→ Extract provided
-- BEGIN --
All aboard the Hype Train! In preparation of Season 8 of Game of Thrones, Kelly is doing a rewatch for the greater good to refresh our memories, catch the things we might have forgotten, pick up the things we might have missed, and maybe make predictions! Hold onto your fur rugs from Ikea and AWAY WE GO.
Rules of this series: We’re deep diving into these episodes and I’m watching them on a per-episode base because I like digesting the episodes. Spoilers lie ahead. As much as I can, I am going to try and keep things episode/season specific. It’s out of respect to the narrative as well as the later seasons. Onwards!
1.5 The Wolf and the Lion
In an obvious reference to the Starks and the Lannisters, we get the pairings of Tyrion and Cat, Cersei and Ned, Joff and Sansa, and Jaime and Ned. Let’s get into it! We will be at King’s Landing for a looooooong time.
Already we can tell the improvement in production value- the costumes are better made, better fitted, and the wigs look like they fit the actor’s heads. Compared to Dany’s wedding dress in the pilot (which, let’s be honest, looked like it was from Xena: Warrior Princess), 1.5 is definitely upping the visual bars.
In King’s Landing, Ned is inspecting the body of Ser Hugh, who was close with Jon Arryn. Barristan says that the order of jousting is done by drawing straws and Ned, still suspicious, drops, “But who holds the straws?”
In one of Robert’s more redeeming scenes, he’s trying to put on armor because he wants to compete but he’s too fat. He tells Lancel to go get the breastplate stretcher (headlight fluid and elbow grease, anyone?) and Ned remarks that Lancel is a Lannister. Lancel is apparently Robert’s squire under Cersei’s insistence and Robert admits that his marriage was purely a power move. To his credit, the Lannisters are the richest family in Westeros and hold a lot of political power, but Robert seems unaware or at the very least, doesn’t care, that Cersei is using him to install Lannister power all around the throne. It’s never mentioned, but just take a look at all the visual references to the Lannisters- the Baratheon colors are gold and black, yet it’s red and gold (Lannister colors) that are all over King’s Landing. When we first see Cersei and Joffrey, only the mutual gold is emphasized; Cersei seems resistant to wearing anything remotely symbolic of the Baratheons- this is probably why the blue stood out on her so much in the previous week.
More jousting! We’re introduced to Loras Tyrell, who has some sweet, complicated armor and is just the picture-perfect knight. Sansa immediately crushes on him. Loras throws the Mountain from his horse, the Mountain gets up furious, and CHOO CHOO THE HOUND STEPS IN AND ALL ABOARD THE HYPE TRAIN FOR CLEGANE-BOWL. Which in theory, sounds awesome, since they have this lifelong sibling rivalry, hate for each other, and larger than life stature; but from what we see here, it’s pretty lame in execution, as the armor seems to weigh them down and they’re both so big that they each move really slowly. Hahahahahahahaaaaaa and we spend all this time praying for Clegane-Bowl. Hell, I still pray for Clegane-Bowl and I’ll keep praying for it.
-- END --
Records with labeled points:
-- BEGIN --
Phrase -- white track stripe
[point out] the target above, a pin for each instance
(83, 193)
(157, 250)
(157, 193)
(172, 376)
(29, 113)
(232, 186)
-- END --
→ Directive 1
Say whether each statement agrees with the Game of Thrones rewatch post, answering yes or no and quoting the words of the post that decide it: (a) Ser Hugh was close with Jon Arryn. (b) The Baratheon colors are red and gold. (c) Robert sends Lancel to get the breastplate stretcher.
→ Directive 2
According to the Game of Thrones rewatch post, how is the order of jousting decided?
→ Directive 3
Please continue the Game of Thrones rewatch post from its last sentence onward.
The records have no connection to the Game of Thrones rewatch post.

→ Output 1
(a) Yes: "Ser Hugh, who was close with Jon Arryn."
(b) No: "the Baratheon colors are gold and black."
(c) Yes: "He tells Lancel to go get the breastplate stretcher."

→ Output 2
It is decided by drawing straws.

→ Output 3
The important tidbit here is that Littlefinger is providing Sansa with some play-by-play commentary and goes so far as to touch her shoulder and Ned has the most disgusted look on his face. Again, small details in Sean Bean’s performance that tells us everything we need to know- Littlefinger isn’t trustworthy and he should give us the creeps. It’s also within these few seconds that I’m reminded that Sansa is just a child when this all begins- it’s easy when you have a year in between seasons to forget how young the characters are supposed to be and whine that they should know better. As Sansa is in this really susceptible, easy-to-manipulate phase, I just get chills knowing what comes later.
Varys feeds Ned the idea that Ser Hugh poisoned Jon Arryn with Tears of Lys in exchange for new armor, money, and knighthood. Ned drops the line that Jon was Hand for 17 years and Varys says he was killed for asking questions. Let’s recap this really quick- it’s been 17 years since Robert’s Rebellion, the death of the Mad King, and Robert was named as King. It’s also been at least 16 years since Cersei and Robert were married and Cersei gave birth to her first child, the “black haired beauty” she mentioned in 1.2. It’s about (maybe) 15 years since Joffrey was born, and then Myrcella, then Tommen. Also within those 17 years, Robert fathered Gendry, the armorer’s apprentice, and who knows what other bastards are running around. It took Jon Arryn 17 years to see the maturing of the children and to note that they looked nothing like Robert and to suspect that the “legitimate” Baratheon children were actually the product of an affair between Cersei and Jaime. So this wasn’t a conspiracy- it was something Jon Arryn had raised suspicions about for maybe two or three years.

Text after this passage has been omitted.